━━ STORED RECORDS
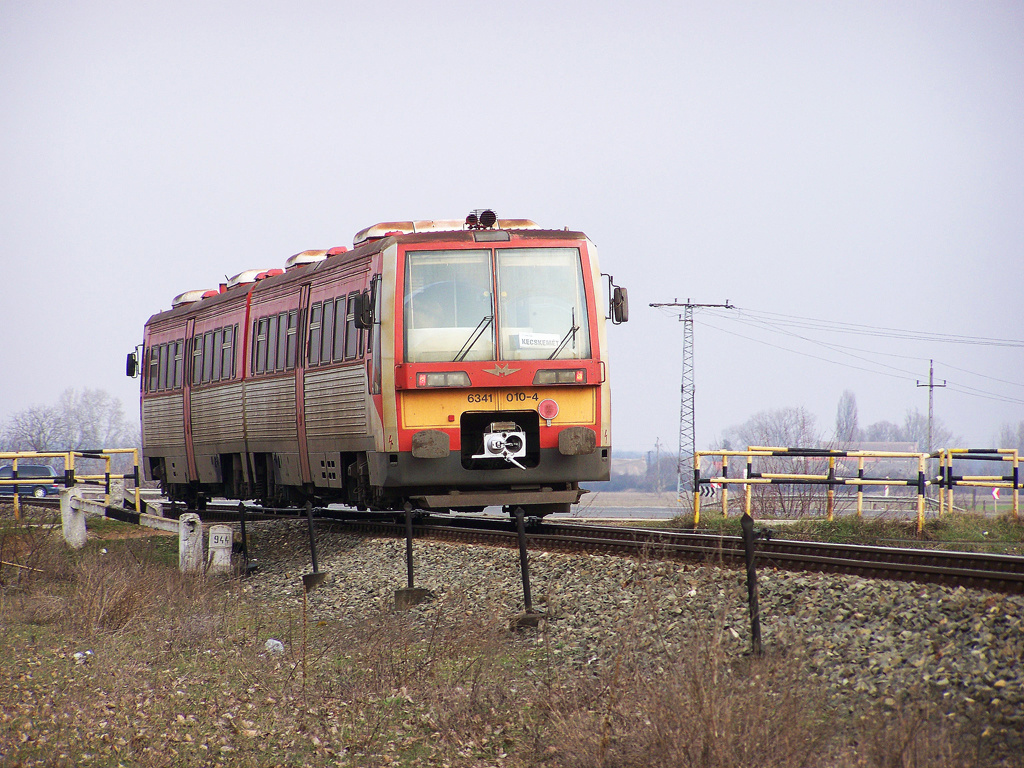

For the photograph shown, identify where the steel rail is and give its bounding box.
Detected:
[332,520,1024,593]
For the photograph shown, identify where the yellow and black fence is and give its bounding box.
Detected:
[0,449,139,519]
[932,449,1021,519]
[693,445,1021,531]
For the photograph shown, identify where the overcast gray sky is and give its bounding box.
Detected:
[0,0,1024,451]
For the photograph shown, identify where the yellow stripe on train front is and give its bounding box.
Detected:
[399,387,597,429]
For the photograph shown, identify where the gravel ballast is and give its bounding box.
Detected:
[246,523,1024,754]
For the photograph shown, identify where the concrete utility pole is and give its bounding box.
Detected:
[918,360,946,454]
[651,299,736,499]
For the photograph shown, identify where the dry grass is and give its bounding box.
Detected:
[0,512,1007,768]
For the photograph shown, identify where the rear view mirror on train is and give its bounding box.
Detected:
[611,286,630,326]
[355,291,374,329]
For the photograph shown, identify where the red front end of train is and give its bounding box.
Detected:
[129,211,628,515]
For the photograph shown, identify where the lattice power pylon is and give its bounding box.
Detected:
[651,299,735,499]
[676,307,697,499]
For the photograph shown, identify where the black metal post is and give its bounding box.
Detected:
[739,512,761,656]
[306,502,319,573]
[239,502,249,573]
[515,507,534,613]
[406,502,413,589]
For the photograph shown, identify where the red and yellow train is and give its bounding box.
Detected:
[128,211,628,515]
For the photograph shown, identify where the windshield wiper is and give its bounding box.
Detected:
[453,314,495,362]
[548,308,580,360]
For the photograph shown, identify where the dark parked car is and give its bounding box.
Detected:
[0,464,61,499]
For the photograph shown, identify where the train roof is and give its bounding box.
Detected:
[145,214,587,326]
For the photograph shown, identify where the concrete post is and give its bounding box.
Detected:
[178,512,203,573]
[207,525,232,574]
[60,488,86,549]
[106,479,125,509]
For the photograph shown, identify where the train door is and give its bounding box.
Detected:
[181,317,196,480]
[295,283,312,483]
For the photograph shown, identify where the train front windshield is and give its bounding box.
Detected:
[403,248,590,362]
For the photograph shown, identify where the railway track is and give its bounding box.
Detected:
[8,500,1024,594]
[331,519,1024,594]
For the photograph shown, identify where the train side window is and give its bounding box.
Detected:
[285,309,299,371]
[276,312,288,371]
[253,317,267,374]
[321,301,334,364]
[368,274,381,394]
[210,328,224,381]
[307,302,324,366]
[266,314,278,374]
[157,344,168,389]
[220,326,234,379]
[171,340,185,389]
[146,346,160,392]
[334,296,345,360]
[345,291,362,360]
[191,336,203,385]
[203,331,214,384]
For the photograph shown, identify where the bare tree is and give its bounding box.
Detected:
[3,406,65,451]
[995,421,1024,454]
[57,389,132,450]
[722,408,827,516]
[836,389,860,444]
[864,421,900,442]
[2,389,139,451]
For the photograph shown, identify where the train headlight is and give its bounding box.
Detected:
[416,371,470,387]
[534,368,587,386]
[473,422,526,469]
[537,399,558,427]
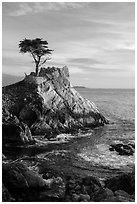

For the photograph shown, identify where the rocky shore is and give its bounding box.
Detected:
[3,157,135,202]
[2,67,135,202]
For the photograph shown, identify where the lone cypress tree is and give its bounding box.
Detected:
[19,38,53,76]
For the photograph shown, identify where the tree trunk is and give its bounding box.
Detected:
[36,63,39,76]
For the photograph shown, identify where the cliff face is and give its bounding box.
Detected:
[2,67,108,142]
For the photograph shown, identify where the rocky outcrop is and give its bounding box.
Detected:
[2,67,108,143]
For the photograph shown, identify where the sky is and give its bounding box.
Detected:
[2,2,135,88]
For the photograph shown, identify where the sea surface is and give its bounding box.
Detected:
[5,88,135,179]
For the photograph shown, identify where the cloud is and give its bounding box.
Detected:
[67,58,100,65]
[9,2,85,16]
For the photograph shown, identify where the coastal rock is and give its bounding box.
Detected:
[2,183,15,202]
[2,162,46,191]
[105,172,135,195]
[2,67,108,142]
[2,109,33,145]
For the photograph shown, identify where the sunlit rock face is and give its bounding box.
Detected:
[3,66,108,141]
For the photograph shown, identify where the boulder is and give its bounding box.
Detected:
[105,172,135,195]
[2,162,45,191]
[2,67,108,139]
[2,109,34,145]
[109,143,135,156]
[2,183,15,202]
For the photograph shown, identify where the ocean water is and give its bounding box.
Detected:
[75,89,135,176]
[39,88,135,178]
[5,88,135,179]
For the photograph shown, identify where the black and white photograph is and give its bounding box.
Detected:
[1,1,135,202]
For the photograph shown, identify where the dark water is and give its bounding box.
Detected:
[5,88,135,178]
━━━━
━━ STORED RECORDS
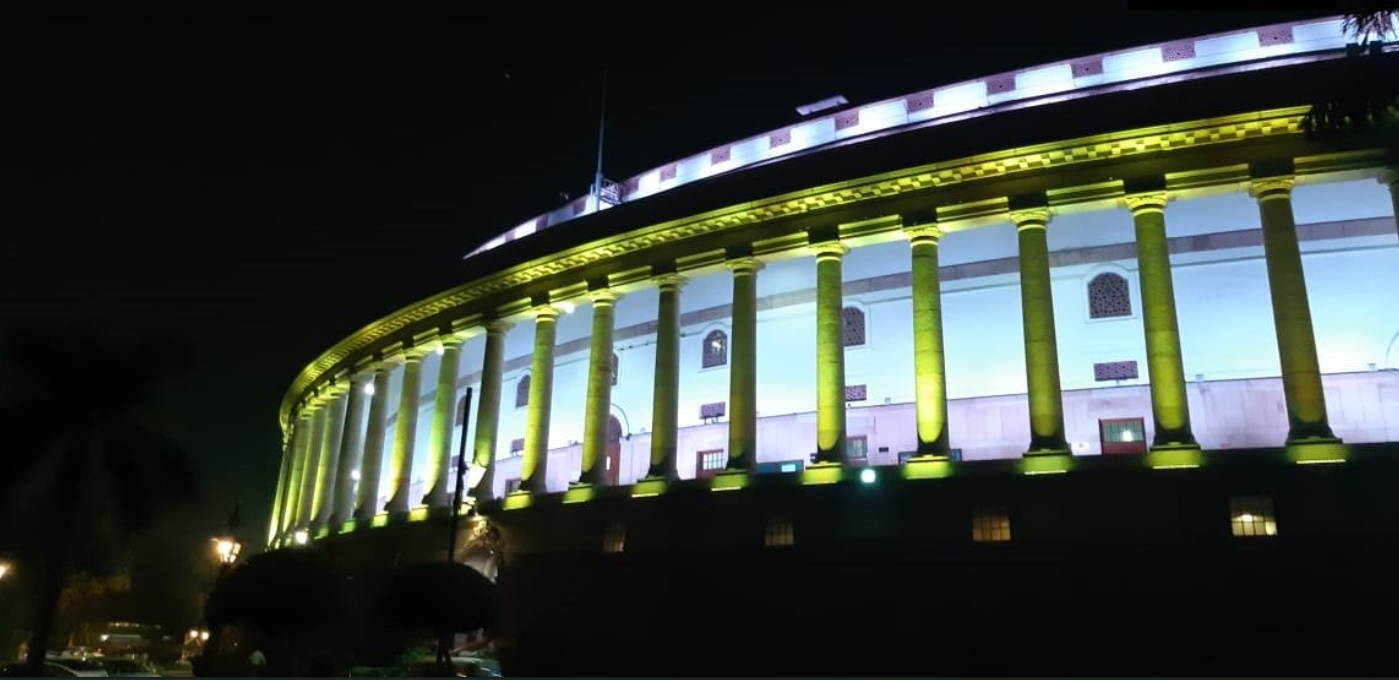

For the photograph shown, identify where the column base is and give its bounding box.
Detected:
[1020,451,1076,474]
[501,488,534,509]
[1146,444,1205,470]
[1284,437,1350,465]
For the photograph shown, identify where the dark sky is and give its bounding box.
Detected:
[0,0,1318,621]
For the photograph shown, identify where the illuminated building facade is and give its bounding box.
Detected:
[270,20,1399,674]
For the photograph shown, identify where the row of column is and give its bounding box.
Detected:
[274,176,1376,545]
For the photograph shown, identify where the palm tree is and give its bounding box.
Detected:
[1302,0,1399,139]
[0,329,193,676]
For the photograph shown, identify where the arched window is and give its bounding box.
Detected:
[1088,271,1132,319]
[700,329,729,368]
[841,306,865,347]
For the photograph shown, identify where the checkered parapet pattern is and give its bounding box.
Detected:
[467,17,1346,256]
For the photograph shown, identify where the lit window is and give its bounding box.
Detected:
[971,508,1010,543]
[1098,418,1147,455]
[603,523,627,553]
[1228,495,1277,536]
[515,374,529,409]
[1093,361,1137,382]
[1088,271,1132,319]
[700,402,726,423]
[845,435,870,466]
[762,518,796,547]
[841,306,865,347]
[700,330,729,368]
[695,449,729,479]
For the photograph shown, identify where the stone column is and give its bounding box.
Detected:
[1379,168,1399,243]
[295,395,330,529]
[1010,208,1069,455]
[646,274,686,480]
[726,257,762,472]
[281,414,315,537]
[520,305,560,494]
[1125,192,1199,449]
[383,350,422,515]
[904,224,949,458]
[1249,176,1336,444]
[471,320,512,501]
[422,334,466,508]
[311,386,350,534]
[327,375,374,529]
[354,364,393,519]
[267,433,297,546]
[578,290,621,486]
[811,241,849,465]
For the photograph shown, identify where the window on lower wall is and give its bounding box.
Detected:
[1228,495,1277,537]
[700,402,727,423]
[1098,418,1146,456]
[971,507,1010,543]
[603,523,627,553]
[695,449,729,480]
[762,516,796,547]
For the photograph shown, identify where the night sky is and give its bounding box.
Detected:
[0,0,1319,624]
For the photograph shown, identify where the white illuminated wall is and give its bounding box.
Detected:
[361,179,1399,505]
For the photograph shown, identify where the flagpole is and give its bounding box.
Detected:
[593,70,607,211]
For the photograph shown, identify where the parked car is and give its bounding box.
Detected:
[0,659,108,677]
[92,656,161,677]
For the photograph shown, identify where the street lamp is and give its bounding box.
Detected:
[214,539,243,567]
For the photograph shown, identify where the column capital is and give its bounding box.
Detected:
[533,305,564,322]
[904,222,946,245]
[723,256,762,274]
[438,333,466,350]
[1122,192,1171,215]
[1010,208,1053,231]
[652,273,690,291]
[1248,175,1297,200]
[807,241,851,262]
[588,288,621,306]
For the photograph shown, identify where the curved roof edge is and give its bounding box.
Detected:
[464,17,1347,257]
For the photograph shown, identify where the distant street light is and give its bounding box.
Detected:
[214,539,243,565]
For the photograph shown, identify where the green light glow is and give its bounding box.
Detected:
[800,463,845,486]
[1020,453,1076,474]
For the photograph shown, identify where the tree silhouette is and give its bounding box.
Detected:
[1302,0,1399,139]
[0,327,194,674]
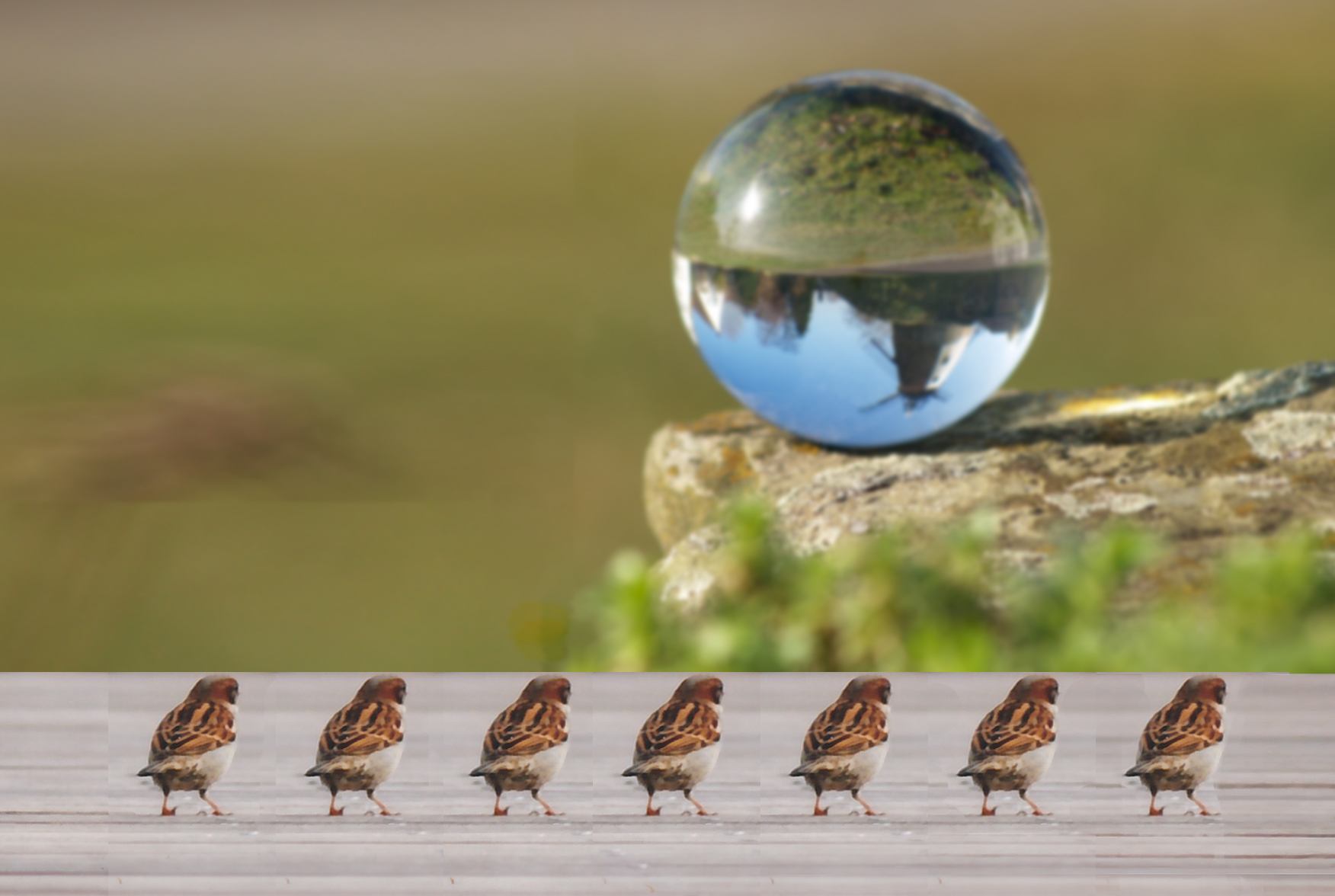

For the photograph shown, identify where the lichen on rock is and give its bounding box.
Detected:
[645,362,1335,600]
━━━━
THE PROBLEM.
Resize the part of the records above that opens with the line containing "For the photograph shown, identify where the row" and closes with the line containing "[467,17,1346,256]". Give all of those lines again, requests included, with every bounding-box coordinate in the answers multiplied by 0.8 and rounded to a whole number, halves rounding up.

OUTPUT OF THE EXERCISE.
For the photograph shown, identify where the row of column is and give its bounding box.
Detected:
[219,141,1101,436]
For the photograph shown, identify where the palm tree is and give its bounding box.
Detected:
[1042,0,1119,111]
[0,263,154,541]
For the photograph shown, identify where the arched window is and give its bounding box.
Detected:
[870,217,906,255]
[560,263,583,294]
[673,245,692,278]
For the photograph shown, identify where the checkered parapet pattern is and give its bounding box.
Detected:
[374,14,1077,205]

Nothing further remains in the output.